# Check your understanding
1. In the passage on surveillance with hospital databases, which final clinical outcome did the emergency department system's evaluation show no significant impact on?
2. Continue the passage on surveillance with hospital databases, starting after its last sentence.

# Document text
▬▬▬▬▬▬▬▬▬▬
It is interesting to see the spectrum of the outcomes that can be followed using hospital databases. Other published applications of the use of EHRs were the surveillance of antibiotic consumption [17] or hospital acquired infections [14]. Surveillance systems are also proposed to alert health care professionals on a real time basis. The impact of these surveillance techniques should be evaluated in various dimensions. How much is it informative? How valid is the alert? How does it change the practices of healthcare professionals? How does it improve the patient’s condition? Hence, the evaluation of a system used in an emergency department did not show any significant impact on the final clinical outcome: the incidence of death [18].
▬▬▬▬▬▬▬▬▬▬
# Recorded data
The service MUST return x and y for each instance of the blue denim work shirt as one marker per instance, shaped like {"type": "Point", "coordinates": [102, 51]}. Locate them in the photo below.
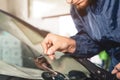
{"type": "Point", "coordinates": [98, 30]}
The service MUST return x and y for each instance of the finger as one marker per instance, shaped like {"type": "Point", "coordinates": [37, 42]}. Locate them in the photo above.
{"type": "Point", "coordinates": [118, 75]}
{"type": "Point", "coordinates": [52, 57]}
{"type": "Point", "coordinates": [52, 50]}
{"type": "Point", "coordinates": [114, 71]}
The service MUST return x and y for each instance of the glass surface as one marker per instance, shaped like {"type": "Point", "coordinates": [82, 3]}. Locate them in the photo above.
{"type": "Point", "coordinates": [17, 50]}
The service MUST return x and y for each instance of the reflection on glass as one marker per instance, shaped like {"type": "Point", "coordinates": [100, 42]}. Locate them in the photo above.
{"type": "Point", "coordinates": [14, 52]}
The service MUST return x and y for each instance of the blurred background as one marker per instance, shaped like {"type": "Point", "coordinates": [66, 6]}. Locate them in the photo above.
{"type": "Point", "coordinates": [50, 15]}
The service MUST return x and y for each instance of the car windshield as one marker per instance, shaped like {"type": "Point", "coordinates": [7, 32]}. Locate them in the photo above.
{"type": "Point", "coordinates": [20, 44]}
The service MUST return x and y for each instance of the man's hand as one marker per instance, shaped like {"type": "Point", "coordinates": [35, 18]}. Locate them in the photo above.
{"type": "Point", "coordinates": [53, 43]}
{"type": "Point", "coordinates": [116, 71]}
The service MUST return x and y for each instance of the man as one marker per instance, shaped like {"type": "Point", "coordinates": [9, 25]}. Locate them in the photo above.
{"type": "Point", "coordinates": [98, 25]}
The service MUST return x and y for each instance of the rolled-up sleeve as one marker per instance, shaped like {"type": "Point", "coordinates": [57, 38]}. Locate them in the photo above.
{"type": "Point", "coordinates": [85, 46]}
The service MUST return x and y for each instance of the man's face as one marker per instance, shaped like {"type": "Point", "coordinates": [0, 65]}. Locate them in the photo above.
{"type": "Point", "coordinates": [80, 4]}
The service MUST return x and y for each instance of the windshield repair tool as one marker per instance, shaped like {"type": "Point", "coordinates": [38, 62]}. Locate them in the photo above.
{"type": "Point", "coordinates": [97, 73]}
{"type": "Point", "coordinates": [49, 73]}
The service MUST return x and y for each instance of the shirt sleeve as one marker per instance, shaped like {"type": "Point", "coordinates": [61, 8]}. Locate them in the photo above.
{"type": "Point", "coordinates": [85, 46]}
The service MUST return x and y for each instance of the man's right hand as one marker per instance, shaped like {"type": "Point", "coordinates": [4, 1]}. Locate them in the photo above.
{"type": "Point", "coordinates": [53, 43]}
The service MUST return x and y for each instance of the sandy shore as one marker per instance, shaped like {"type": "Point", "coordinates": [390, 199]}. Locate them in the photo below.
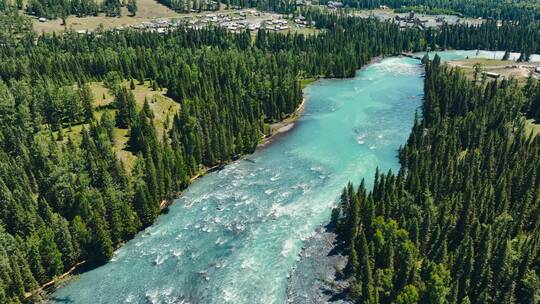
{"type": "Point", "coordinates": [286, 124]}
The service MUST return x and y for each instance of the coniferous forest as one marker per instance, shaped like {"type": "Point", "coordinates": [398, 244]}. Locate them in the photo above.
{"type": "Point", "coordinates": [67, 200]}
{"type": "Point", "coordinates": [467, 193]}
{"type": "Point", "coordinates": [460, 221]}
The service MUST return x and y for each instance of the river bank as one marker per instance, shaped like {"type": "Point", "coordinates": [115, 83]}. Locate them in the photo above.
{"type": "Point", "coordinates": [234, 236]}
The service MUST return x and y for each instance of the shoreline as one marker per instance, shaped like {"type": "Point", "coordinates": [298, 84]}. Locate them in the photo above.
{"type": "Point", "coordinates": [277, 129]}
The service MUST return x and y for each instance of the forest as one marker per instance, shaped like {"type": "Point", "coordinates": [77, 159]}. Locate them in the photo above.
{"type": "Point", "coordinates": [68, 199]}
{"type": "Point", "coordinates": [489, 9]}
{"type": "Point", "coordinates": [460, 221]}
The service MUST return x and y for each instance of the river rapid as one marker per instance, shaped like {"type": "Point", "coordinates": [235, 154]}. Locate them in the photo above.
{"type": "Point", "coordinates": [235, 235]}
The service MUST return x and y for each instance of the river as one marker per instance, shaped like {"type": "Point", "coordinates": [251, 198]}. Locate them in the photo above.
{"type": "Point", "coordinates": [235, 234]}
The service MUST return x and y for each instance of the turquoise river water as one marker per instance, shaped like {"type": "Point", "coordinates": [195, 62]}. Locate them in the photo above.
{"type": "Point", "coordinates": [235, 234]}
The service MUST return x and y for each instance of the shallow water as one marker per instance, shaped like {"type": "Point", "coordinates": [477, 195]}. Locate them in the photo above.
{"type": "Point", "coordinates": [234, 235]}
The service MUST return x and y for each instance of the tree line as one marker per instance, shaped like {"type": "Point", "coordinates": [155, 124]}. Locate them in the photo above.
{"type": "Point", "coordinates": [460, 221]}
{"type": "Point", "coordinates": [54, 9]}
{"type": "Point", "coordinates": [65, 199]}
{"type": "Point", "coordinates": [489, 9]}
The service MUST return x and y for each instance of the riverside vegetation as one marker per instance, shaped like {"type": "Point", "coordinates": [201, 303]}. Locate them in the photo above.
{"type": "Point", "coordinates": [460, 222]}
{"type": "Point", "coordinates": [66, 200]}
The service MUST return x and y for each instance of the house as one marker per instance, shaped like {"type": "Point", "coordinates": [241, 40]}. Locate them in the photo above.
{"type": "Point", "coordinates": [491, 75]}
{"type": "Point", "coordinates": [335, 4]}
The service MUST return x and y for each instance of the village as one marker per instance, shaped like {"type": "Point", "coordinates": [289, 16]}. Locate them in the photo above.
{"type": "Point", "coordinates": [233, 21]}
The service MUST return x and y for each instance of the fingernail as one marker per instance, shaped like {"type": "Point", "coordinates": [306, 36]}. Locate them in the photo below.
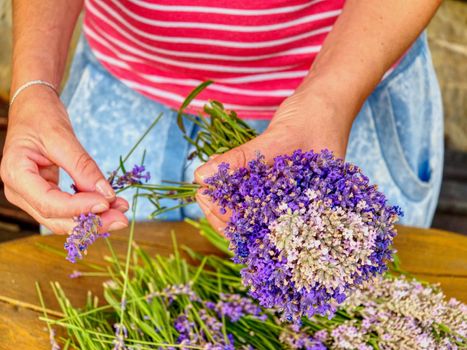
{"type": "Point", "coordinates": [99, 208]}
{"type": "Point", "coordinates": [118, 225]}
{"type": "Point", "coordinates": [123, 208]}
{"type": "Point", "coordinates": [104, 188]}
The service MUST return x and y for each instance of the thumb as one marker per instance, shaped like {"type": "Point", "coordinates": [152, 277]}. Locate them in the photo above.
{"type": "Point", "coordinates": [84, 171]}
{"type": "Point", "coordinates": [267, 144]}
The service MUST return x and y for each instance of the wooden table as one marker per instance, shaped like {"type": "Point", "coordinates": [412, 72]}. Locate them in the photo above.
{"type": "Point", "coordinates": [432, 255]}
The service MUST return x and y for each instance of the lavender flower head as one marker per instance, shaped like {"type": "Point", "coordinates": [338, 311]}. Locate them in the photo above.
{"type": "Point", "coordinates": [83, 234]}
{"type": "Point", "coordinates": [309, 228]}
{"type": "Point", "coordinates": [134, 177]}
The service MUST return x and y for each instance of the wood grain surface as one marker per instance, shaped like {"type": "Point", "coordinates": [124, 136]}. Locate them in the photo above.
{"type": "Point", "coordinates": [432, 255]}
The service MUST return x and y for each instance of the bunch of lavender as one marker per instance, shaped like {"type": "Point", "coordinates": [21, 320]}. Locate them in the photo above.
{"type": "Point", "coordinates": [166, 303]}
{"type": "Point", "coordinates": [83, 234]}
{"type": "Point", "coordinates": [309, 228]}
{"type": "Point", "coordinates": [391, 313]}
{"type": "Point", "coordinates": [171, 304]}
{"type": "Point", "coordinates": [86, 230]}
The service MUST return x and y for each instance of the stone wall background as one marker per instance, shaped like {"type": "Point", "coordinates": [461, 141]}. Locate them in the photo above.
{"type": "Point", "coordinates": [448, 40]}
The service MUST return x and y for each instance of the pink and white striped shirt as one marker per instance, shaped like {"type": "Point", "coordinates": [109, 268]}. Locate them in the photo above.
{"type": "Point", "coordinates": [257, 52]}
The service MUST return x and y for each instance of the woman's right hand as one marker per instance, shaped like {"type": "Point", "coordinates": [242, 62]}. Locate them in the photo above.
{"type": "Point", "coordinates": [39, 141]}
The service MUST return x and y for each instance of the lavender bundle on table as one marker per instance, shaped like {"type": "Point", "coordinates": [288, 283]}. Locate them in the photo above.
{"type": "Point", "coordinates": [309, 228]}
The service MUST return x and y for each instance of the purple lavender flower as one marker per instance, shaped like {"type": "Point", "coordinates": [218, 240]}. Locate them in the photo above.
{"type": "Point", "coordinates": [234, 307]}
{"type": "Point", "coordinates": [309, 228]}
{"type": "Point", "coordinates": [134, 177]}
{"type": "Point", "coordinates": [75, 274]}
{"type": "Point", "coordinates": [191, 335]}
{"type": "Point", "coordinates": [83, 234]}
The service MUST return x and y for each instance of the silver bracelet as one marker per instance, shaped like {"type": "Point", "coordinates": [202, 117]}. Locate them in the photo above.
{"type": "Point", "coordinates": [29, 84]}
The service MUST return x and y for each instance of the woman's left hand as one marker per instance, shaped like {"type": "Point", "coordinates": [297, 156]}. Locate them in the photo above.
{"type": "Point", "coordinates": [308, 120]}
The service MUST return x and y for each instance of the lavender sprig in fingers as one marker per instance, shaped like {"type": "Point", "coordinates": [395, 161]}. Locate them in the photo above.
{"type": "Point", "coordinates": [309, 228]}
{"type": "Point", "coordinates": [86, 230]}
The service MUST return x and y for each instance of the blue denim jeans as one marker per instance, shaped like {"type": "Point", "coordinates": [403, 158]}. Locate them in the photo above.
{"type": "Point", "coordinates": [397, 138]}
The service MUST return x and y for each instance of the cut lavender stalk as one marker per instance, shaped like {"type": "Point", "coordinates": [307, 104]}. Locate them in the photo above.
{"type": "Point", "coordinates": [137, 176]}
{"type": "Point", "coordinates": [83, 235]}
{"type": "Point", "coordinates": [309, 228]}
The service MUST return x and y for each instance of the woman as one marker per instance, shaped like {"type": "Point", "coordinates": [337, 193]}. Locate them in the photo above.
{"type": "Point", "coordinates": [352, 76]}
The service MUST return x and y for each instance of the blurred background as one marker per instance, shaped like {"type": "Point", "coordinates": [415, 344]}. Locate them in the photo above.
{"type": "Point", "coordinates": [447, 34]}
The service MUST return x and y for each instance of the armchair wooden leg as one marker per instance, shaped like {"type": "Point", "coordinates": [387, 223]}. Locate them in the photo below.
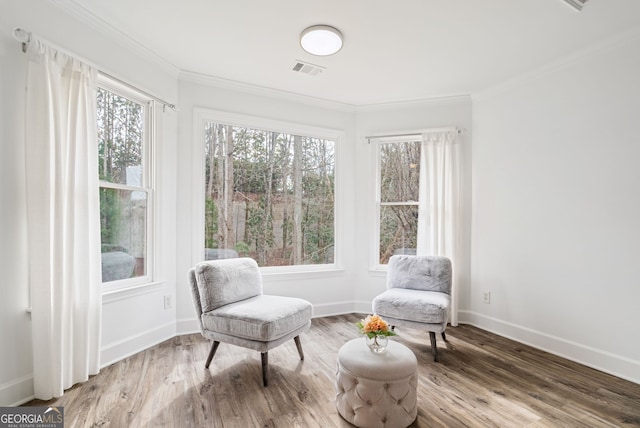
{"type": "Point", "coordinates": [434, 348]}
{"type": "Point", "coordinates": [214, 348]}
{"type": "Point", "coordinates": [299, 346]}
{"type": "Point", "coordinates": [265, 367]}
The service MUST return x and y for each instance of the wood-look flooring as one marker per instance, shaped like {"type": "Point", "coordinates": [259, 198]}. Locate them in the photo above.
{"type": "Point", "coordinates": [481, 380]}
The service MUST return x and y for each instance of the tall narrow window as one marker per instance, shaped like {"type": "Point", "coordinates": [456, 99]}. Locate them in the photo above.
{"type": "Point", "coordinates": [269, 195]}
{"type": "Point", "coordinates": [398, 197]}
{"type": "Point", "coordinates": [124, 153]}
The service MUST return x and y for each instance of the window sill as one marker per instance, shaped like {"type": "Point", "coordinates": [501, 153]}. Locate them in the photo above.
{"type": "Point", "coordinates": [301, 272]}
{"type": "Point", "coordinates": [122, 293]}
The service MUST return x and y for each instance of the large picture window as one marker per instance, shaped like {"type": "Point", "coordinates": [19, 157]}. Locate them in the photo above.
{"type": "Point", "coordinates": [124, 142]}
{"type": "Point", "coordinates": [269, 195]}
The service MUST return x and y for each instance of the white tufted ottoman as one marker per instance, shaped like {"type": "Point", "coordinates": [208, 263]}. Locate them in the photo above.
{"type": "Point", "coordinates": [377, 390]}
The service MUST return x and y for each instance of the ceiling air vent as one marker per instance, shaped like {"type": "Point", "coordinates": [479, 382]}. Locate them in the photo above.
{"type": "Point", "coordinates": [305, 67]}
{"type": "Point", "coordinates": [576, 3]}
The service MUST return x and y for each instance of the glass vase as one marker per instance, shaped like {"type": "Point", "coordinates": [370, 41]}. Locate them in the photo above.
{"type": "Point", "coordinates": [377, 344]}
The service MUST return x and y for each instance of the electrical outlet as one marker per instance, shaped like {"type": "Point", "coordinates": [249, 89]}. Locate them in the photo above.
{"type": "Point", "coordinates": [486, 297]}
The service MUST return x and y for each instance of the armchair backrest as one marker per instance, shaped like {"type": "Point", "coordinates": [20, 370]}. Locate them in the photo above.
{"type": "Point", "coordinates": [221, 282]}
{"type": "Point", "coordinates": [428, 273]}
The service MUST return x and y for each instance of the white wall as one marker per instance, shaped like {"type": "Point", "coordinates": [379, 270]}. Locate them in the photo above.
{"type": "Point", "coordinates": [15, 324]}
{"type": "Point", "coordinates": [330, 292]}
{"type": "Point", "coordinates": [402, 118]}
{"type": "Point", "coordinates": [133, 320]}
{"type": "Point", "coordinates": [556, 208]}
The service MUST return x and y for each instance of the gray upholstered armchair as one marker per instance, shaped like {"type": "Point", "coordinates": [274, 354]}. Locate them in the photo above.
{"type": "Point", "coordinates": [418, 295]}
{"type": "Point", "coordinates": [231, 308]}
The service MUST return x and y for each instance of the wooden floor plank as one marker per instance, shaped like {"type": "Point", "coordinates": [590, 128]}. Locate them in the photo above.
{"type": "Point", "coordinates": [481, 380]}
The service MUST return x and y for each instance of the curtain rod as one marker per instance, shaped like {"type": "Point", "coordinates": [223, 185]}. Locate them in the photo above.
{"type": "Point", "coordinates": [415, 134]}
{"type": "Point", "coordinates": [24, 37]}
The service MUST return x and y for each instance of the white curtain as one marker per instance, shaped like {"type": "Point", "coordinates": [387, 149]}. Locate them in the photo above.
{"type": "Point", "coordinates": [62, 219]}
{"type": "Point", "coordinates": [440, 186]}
▬▬▬▬▬▬▬▬▬▬
# Task-by-task results
1. The incidence of death.

2.
Social media constitutes a source of information for the surveillance of various public health outcomes on a real-time basis such as influenza [9], but also foodborne illnesses [10], or heat alerts [19], which may allow investigation or action in case of alerts, for instance in the context of mass gathering setting [19]. The exploitation of these data needs specific approaches to define the outcomes of interest according to the information available [9], [10] and to extract the signal using various machine learning techniques [12]. Then, the approaches are evaluated by comparison with reference surveillance systems that are often weak gold-standards. The metrics used for these comparisons are usually correlation coefficients [4], [9], [12], [13]. Other metrics such as sensitivity, specificity or accuracy, precision, and recall could be advantageously used in this context to provide a better evaluation of the validity of the surveillance tools [8].
In conclusion, although fantastic opportunities are expected from these new information sources, a lot of work should be done to exploit and validate them.